--- Begin Material to process ---
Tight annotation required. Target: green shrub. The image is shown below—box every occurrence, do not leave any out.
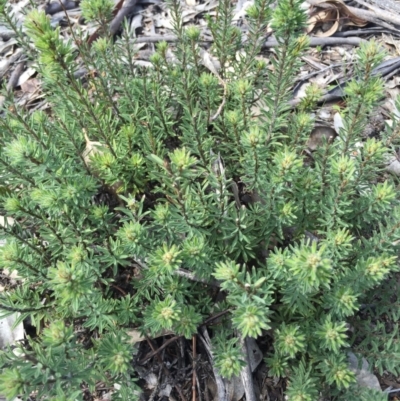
[0,0,400,401]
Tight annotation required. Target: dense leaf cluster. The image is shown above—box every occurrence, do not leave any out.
[0,0,400,401]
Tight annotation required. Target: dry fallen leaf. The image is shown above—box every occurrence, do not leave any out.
[307,0,368,37]
[307,125,336,150]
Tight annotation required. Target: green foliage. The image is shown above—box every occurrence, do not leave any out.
[0,0,400,401]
--- End Material to process ---
Work to complete:
Could you copy out all of the lines above word for word, leaving the picture out?

Answer to this problem:
Tight annotation required. Target: green shrub. The image is shown below—box every occurrence, do not leave any out.
[0,0,400,401]
Tight annotation required. Target: dense leaf cluster. The image is shown above—box every occurrence, do not leave any out.
[0,0,400,401]
Tight annotation required. Target: dry fallen leaf. The image is shown above—box every occurrence, do not leave any out.
[307,0,368,37]
[307,125,336,150]
Tight annotation required. Target: green foliage. The image is shown above—box every occurrence, do not leave any out.
[0,0,400,401]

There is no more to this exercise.